(Dataset excerpt)

● ● ● ● ●

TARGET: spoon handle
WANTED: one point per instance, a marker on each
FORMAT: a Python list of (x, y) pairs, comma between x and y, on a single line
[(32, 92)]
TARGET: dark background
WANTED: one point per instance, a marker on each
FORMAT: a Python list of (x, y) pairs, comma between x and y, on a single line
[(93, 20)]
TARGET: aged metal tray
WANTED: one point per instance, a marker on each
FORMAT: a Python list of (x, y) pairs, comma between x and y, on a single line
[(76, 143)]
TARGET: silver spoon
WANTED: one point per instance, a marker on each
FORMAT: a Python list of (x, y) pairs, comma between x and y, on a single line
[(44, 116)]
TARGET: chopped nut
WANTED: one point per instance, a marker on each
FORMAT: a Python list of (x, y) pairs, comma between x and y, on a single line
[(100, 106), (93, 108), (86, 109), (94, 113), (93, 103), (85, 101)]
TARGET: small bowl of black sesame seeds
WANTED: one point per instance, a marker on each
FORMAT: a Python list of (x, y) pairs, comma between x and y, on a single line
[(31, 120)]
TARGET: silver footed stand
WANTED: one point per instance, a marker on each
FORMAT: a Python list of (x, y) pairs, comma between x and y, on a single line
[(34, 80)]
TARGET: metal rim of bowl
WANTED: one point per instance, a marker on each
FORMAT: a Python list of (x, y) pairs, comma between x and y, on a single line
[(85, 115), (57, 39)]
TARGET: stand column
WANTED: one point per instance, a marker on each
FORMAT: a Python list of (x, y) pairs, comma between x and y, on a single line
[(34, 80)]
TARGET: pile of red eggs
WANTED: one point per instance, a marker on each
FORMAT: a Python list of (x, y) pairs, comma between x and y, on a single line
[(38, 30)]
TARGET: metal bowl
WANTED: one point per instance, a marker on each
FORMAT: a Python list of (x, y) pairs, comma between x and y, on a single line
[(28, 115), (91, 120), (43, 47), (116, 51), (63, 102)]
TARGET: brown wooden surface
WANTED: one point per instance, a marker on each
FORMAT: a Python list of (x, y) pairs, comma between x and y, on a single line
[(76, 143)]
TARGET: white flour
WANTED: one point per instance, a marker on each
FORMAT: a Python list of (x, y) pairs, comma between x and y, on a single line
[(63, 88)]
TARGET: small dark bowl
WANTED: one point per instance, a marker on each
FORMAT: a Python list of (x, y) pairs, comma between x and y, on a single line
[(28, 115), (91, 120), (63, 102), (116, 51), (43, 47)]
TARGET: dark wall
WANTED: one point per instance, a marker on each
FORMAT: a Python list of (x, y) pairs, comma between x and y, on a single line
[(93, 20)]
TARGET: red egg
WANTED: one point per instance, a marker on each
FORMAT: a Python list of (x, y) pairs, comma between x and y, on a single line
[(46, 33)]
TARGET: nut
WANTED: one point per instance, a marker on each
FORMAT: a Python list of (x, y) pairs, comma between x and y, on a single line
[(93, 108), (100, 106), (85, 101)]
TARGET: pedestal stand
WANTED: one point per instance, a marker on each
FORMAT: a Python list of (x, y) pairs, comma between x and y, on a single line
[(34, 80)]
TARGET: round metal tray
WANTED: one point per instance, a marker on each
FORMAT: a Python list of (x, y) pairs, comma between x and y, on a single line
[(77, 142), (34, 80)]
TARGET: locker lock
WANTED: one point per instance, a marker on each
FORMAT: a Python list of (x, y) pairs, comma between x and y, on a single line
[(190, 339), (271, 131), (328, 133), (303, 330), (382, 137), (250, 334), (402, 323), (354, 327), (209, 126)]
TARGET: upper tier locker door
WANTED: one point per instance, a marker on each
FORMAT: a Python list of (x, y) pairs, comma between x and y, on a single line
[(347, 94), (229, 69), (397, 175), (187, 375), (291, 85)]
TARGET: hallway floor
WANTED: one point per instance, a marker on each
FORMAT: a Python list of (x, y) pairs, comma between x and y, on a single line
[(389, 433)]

● ● ● ● ●

■ Exercise requirements
Retype every line of the entries above exactly, changing nothing.

■ Result for this exercise
TARGET: spoon handle
WANTED: one point per instance, a marker on each
FORMAT: a Python list of (x, y) pairs, comma between x and y, on a single line
[(32, 92)]
TARGET: dark background
WANTED: one point per instance, a marker on each
FORMAT: a Python list of (x, y) pairs, comma between x and y, on a single line
[(93, 20)]
TARGET: aged metal tray
WANTED: one point per instance, a marker on each
FORMAT: a Python list of (x, y) pairs, comma between x and y, on a single line
[(76, 143)]
TARGET: silver spoon
WANTED: one point per instance, a marker on each
FORMAT: a Python list of (x, y) pairs, comma between x and y, on a single line
[(44, 116)]
TARGET: chopped nut
WANTED: one point per instance, a marker on each
FORMAT: a Python list of (x, y) pairs, comma between x and y, on a single line
[(100, 106), (93, 108), (86, 109), (94, 113), (93, 103), (85, 101)]
TARGET: small bowl of black sesame seeds
WANTED: one point per instance, a marker on each
FORMAT: a Python list of (x, y) pairs, comma between x and y, on a single line
[(31, 120)]
TARGET: silver footed stand
WANTED: one point per instance, a marker on each
FORMAT: a Python list of (x, y) pairs, comma between x and y, on a single line
[(34, 80)]
TARGET: metal rim of bowl
WANTED: one point per instance, a marker on each
FORMAT: a Python list of (x, y) pairs, comma between x and y, on a single line
[(85, 115), (57, 39)]
TARGET: stand column
WANTED: one point per instance, a marker on each
FORMAT: a Python list of (x, y) pairs, comma between x and y, on a single line
[(34, 80)]
TARGET: pile of red eggs
WANTED: one point per instance, a marker on each
FORMAT: a Python list of (x, y) pairs, comma between x and y, on a single line
[(38, 30)]
TARGET: metal bowl
WANTED: one point per instance, a marker on each
FORMAT: a Python list of (x, y) pairs, comma between x and y, on a single line
[(28, 115), (91, 120), (43, 47), (116, 51), (63, 102)]
TARGET: brown wooden surface
WANTED: one point per instance, a marker on each
FORMAT: a Python list of (x, y) pairs, comma between x and y, on a single line
[(76, 143)]
TARGET: white flour
WANTED: one point per instance, a marker on each
FORMAT: a Python list of (x, y) pairs, comma between x and y, on a single line
[(63, 88)]
TARGET: small dark bowl
WANTED: one point per instance, a marker on each
FORMAT: a Python list of (x, y) pairs, comma between x and y, on a single line
[(28, 115), (91, 120), (63, 102), (116, 51), (43, 47)]
TARGET: dark wall
WANTED: one point per instance, a marker on each
FORMAT: a Python list of (x, y) pairs, comma between x and y, on a single line
[(93, 20)]
TARGET: red egg
WANTED: one point per instance, a marker on each
FORMAT: a Python list of (x, y) pairs, comma between x and y, on a single line
[(46, 33)]
TARGET: nut
WANTED: one point per instance, a marker on each
FORMAT: a Python list of (x, y) pairs, comma between x and y, on a single line
[(93, 108), (100, 106), (85, 101)]
TARGET: pedestal stand
WANTED: one point per instance, a marker on each
FORMAT: a Python list of (x, y) pairs, comma between x and y, on a single line
[(34, 80)]
TARGET: round metal tray
WANTED: one point per instance, a marker on each
FORMAT: a Python list of (x, y) pairs, comma between x and y, on a single line
[(77, 142), (34, 80)]
TARGET: locker lock
WANTED: one point per instance, a marker on each
FORMAT: a Python list of (x, y) pairs, comma between x and y, on a single line
[(190, 339), (271, 131), (328, 133), (303, 330), (382, 137), (250, 334), (402, 323), (354, 327), (209, 126)]
TARGET: upper tier locker door
WANTED: one point per instance, a marker on each
FORMAT: a Python list of (x, y) pairs, comma between x and y, on a single line
[(347, 94), (229, 69), (397, 175), (187, 375), (291, 85)]
TARGET: hallway floor
WANTED: one point per instance, a marker on each
FORMAT: a Python list of (x, y) pairs, comma between x and y, on a single line
[(389, 433)]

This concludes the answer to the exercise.